Collected data entries →
§
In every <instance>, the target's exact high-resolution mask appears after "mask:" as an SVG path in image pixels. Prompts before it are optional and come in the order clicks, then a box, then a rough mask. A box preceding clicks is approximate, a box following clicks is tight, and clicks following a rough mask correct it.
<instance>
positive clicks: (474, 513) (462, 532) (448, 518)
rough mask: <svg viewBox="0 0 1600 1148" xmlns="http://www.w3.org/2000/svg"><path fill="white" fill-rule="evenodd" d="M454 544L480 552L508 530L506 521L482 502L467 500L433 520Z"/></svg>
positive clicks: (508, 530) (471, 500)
§
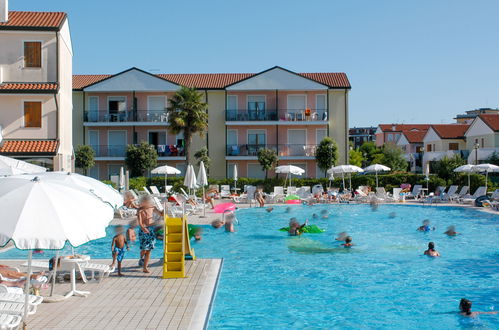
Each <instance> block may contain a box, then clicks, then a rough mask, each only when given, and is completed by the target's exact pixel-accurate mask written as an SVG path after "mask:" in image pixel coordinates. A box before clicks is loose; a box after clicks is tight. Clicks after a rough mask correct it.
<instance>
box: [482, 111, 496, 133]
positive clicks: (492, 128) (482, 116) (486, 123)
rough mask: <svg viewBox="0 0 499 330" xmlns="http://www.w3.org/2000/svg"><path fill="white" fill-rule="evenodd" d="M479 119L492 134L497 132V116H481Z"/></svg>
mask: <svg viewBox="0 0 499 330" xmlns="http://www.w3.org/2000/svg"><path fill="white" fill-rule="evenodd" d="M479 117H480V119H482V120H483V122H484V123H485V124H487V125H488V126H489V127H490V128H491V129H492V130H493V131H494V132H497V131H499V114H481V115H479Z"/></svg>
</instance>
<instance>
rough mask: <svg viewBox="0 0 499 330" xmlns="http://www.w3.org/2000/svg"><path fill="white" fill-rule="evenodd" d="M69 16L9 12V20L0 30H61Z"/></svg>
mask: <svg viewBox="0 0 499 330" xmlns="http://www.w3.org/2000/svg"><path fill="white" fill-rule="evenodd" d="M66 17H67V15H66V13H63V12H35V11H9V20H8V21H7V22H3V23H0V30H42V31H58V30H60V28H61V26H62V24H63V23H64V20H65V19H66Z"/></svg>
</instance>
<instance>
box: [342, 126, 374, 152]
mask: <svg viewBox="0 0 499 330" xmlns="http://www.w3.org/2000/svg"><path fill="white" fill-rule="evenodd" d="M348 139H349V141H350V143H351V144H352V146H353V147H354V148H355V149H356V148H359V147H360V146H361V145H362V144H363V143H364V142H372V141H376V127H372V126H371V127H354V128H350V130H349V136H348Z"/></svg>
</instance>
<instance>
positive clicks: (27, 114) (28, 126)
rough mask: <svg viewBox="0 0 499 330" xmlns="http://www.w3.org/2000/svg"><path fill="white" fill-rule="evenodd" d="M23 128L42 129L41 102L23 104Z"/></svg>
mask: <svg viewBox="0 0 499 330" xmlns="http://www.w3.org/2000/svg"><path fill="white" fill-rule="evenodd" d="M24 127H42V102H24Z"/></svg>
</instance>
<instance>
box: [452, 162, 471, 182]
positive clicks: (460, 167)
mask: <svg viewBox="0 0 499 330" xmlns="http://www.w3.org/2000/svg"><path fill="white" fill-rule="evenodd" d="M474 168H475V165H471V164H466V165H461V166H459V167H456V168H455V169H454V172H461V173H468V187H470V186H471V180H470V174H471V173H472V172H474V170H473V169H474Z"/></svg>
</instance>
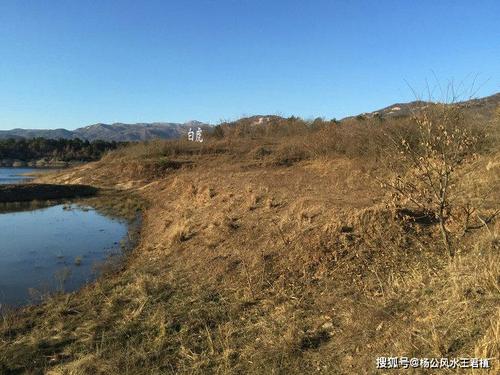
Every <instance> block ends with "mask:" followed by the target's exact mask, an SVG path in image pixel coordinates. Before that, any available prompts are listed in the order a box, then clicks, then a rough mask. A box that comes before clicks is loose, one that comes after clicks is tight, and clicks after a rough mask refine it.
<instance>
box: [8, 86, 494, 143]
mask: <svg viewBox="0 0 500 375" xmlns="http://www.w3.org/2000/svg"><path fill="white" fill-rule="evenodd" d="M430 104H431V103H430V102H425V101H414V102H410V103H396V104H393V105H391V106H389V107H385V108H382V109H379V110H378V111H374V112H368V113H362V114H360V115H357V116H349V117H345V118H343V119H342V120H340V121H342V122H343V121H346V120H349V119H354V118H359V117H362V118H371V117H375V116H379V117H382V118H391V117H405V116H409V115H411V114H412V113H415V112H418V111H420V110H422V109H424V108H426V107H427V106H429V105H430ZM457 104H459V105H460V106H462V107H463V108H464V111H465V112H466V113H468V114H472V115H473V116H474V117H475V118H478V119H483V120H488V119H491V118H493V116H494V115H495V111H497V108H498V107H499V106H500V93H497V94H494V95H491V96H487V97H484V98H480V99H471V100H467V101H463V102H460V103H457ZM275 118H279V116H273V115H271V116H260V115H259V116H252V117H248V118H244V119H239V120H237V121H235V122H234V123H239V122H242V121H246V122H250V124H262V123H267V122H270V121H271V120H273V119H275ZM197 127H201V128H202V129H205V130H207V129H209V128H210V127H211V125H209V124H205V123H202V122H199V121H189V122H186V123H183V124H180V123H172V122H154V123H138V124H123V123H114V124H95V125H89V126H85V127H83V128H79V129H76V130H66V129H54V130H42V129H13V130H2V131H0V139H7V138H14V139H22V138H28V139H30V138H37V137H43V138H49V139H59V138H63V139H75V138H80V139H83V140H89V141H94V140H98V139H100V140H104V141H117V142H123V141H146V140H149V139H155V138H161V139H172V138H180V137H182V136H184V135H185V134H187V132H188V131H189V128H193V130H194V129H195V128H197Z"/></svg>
§
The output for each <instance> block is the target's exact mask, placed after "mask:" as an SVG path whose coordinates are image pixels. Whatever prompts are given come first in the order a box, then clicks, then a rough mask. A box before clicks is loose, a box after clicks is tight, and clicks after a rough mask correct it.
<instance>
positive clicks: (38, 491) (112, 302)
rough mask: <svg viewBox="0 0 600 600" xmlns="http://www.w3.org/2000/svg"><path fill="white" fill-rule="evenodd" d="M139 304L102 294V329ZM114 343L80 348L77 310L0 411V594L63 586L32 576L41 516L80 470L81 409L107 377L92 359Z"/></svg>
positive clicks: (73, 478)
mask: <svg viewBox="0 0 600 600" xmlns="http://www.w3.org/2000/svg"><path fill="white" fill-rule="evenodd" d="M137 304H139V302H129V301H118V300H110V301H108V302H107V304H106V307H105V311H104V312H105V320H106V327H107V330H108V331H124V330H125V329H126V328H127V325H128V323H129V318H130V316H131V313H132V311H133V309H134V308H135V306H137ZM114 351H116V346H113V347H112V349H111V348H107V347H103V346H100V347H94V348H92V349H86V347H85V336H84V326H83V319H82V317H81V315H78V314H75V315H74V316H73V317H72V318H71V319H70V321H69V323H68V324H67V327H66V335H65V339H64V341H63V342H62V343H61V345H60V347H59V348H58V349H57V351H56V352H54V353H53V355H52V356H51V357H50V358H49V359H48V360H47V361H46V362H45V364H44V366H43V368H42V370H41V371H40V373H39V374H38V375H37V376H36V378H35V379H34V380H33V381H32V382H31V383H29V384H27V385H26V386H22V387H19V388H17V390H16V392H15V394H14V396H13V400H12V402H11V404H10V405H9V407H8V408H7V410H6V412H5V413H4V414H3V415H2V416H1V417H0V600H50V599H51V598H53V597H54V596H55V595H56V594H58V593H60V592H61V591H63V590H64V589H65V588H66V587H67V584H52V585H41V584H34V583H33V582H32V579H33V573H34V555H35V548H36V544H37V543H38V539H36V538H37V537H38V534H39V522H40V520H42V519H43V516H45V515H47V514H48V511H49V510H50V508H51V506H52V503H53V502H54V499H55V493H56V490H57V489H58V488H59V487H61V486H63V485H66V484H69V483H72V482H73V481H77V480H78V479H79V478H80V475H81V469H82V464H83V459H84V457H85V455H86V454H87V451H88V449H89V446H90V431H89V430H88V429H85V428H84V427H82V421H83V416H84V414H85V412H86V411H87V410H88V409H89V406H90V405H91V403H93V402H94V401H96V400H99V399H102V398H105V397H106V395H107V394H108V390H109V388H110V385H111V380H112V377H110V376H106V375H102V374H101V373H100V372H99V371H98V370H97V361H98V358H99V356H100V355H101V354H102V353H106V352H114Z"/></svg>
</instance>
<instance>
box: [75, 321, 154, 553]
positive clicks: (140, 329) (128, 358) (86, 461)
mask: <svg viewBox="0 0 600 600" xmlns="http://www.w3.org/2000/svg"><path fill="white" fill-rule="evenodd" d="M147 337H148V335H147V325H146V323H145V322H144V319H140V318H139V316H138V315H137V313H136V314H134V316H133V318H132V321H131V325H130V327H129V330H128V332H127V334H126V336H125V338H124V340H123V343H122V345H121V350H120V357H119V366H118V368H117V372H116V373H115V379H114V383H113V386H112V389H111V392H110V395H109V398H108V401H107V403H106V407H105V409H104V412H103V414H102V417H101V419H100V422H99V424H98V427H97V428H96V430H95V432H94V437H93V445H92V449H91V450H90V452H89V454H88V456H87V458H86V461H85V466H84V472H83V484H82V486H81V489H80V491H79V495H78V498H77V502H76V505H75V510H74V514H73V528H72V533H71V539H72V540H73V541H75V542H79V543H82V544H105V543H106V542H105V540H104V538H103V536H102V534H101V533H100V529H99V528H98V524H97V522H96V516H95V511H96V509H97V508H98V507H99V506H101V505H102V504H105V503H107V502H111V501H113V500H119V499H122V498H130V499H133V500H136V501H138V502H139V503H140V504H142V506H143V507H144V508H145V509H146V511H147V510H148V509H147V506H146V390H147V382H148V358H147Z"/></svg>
§
WRITTEN TASK → Rewrite the lines from the one containing "In every <instance>, the" through the one containing "positive clicks: (508, 530) (471, 500)", both included, so that "rough mask" becomes "coarse mask" and everything else stays the same.

TASK OUTPUT →
In every <instance>, the target's exact high-resolution mask appears after "mask:" as an SVG path in image pixels. Prompts before it are optional and come in the order clicks, then a box, then a coarse mask. A box preceding clicks is approximate, a box following clicks is tight, and clicks following a coarse mask correct it.
<instance>
positive clicks: (474, 513) (462, 532) (448, 518)
coarse mask: <svg viewBox="0 0 1600 1148" xmlns="http://www.w3.org/2000/svg"><path fill="white" fill-rule="evenodd" d="M454 544L480 552L508 530L506 521L482 502L467 500L433 520Z"/></svg>
positive clicks: (508, 530) (471, 500)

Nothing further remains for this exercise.